→ Objectif 1
D'après le texte sur les écoles de commerce, quelles visées les étudiants ont-ils en général sur les enseignements qu'ils reçoivent ?
→ Objectif 2
Recopiez mot pour mot le passage du texte sur les écoles de commerce qui commence par "Un paradoxe culturel" et se poursuit jusqu'à "de ces institutions.".

→ Source
:::::
Capacité à apprendre par soi-même, intelligence des situations complexes, mais aussi capacité à démontrer, à argumenter, à construire et tester des solutions, voilà autant de compétences que leurs futurs employeurs attendent des diplômés d’écoles de commerce. N’est-ce pas là le produit d’une démarche intellectuelle à l’apprentissage de laquelle les enseignants-chercheurs pourraient contribuer davantage encore ?
A propos du fameux écart entre théorie et pratique
Combien de fois entend-on les étudiants comparer et hiérarchiser les enseignements « théoriques » des écoles et l’expérience du « réel » dans l’entreprise où ils effectuent stages et contrats d’alternance. Dans le même temps, les recruteurs ne cessent d’insister sur l’importance (et donc le manque parfois) des capacités d’abstraction et d’analyse, de la prise de recul, du temps de la réflexion, de la méthode et de la rigueur dans les actions et les décisions en situation professionnelle.
Savoir « conceptualiser », dîtes-vous ?
En bref, il faut développer et mobiliser chez les futurs diplômés l’aptitude à conceptualiser le « réel », à savoir poser le problème avant de chercher à y répondre. Or, les étudiants ont en règle générale des visées très instrumentalistes sur les enseignements qu’ils reçoivent : des techniques et des outils d’abord, pour un usage immédiat.
Un paradoxe culturel
Pourtant les concepts, les théories, pérennisent et consolident les modes de compréhension et d’anticipation du « réel », en fixant les repères, en fournissant les grilles de lecture, en créant une culture de l’empirique. Or il existe depuis quelques décennies un bien étrange paradoxe, dicté par les lois de la compétition internationale : l’introduction de la recherche académique dans le cursus des écoles de commerce, bien loin de la vocation initiale de ces institutions.
La recherche, meilleur apprentissage du réel ?
:::::
→ Matériel
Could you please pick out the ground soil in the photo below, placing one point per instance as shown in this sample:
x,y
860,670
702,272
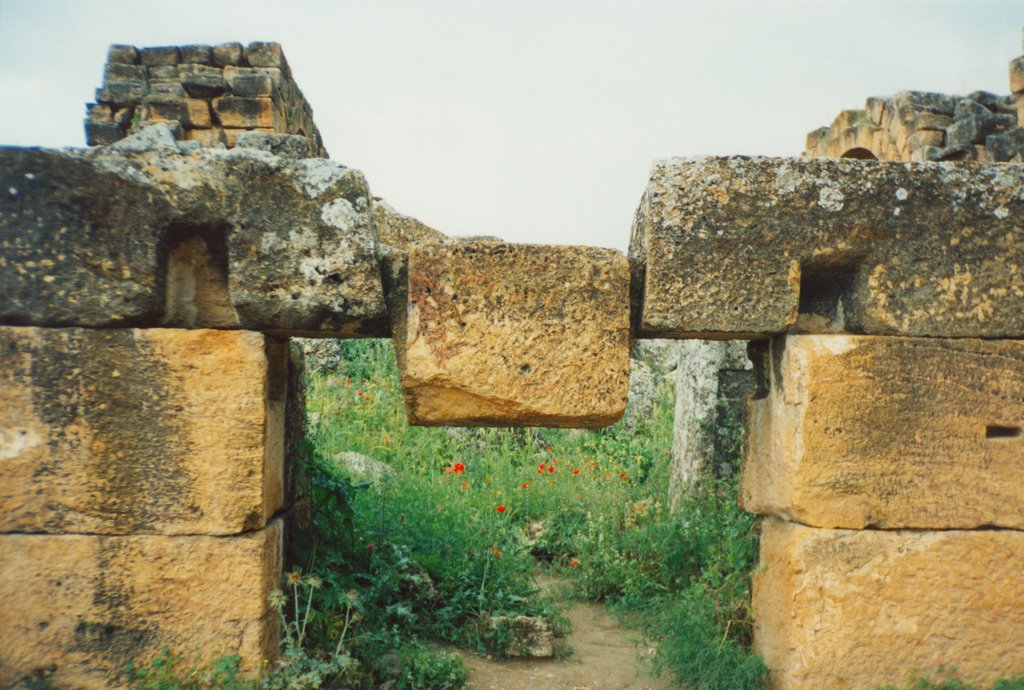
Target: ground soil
x,y
605,656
:::::
→ Réponse 1
Des visées très instrumentalistes : des techniques et des outils d'abord, pour un usage immédiat.

→ Réponse 2
Un paradoxe culturel
Pourtant les concepts, les théories, pérennisent et consolident les modes de compréhension et d’anticipation du « réel », en fixant les repères, en fournissant les grilles de lecture, en créant une culture de l’empirique. Or il existe depuis quelques décennies un bien étrange paradoxe, dicté par les lois de la compétition internationale : l’introduction de la recherche académique dans le cursus des écoles de commerce, bien loin de la vocation initiale de ces institutions.